▸ EXCERPTED RECORDS
---*---

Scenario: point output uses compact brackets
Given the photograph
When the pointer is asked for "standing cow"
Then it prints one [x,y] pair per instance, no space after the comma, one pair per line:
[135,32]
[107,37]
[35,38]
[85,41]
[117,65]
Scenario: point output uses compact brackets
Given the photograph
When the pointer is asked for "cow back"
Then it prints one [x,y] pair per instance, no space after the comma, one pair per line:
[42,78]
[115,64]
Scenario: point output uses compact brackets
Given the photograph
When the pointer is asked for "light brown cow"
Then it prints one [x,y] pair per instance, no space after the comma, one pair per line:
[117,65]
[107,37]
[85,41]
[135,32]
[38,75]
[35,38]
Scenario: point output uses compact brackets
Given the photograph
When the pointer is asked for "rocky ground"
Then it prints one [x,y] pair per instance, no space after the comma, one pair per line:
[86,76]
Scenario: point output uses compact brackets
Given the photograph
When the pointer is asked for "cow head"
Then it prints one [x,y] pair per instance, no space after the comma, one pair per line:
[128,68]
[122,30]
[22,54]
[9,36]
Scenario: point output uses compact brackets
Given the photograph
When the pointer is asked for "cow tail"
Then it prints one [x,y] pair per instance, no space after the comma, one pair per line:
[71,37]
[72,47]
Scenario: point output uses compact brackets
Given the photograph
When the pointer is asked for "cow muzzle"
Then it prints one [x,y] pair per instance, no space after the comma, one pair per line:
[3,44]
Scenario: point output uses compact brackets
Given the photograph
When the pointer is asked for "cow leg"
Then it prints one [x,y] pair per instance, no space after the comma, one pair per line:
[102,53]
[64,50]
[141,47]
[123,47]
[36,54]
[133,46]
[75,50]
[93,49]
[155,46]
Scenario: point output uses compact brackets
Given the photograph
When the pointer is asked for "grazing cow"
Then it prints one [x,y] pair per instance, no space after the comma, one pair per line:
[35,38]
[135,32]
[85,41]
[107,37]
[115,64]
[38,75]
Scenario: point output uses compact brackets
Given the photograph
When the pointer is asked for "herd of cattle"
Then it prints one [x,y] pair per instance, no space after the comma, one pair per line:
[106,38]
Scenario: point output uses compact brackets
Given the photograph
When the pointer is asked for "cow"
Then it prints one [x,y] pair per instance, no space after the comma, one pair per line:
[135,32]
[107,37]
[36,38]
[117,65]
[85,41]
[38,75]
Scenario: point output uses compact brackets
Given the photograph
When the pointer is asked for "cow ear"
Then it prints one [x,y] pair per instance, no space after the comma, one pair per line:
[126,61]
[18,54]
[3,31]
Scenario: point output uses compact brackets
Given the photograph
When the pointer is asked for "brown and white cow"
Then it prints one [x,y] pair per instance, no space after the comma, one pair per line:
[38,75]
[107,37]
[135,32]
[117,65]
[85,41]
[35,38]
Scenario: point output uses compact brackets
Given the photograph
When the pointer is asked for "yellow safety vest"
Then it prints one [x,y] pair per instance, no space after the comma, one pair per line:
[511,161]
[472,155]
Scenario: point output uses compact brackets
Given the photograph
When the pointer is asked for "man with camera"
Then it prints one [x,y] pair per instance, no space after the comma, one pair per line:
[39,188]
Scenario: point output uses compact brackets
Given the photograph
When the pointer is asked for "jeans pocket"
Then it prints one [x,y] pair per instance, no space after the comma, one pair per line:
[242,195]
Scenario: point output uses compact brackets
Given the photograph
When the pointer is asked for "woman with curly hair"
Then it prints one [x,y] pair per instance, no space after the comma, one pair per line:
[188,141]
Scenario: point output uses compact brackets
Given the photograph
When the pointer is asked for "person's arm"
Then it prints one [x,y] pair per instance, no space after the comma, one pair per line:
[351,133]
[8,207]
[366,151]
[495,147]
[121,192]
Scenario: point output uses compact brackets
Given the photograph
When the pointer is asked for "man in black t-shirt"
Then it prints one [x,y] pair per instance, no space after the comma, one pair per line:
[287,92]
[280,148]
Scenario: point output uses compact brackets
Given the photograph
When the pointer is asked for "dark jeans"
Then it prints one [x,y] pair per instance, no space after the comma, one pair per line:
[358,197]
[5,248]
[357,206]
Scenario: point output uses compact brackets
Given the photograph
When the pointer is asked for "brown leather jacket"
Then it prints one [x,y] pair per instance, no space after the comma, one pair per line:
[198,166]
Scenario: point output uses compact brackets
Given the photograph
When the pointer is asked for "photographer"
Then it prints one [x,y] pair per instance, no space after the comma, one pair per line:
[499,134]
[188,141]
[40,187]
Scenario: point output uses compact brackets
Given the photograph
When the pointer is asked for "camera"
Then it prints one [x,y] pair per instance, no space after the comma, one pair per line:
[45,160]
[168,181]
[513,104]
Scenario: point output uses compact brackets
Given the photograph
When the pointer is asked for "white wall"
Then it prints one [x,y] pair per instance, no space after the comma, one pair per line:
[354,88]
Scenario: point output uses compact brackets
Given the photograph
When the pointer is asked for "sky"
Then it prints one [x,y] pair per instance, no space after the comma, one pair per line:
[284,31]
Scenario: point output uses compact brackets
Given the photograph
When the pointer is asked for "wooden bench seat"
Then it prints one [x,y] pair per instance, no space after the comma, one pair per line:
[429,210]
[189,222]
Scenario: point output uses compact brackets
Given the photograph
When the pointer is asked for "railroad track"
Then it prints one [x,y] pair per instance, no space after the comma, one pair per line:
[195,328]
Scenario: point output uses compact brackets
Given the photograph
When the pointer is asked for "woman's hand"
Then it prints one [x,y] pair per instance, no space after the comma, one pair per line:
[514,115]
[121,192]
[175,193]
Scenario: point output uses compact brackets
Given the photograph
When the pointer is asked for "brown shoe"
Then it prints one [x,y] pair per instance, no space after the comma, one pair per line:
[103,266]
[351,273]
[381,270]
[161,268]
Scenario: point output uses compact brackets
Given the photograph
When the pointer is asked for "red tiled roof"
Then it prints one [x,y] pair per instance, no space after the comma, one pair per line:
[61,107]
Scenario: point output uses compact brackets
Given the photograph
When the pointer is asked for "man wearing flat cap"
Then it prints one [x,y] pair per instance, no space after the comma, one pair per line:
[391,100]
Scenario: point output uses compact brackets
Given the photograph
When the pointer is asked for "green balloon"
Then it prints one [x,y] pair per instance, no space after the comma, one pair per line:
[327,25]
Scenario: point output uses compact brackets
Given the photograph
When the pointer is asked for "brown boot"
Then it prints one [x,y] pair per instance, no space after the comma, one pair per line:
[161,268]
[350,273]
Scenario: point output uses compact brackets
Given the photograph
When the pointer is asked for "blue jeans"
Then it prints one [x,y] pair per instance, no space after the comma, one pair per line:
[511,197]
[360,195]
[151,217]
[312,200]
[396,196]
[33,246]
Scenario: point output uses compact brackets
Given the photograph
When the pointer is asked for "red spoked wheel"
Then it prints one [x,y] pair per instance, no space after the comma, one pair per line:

---*---

▸ HOW TO COMPLETE THIS TASK
Show every line from the entries above in which "woman" appears.

▸ TASK RESPONSE
When the pointer is asked for "woman with curly hair"
When the pointer is asked for "woman's hand"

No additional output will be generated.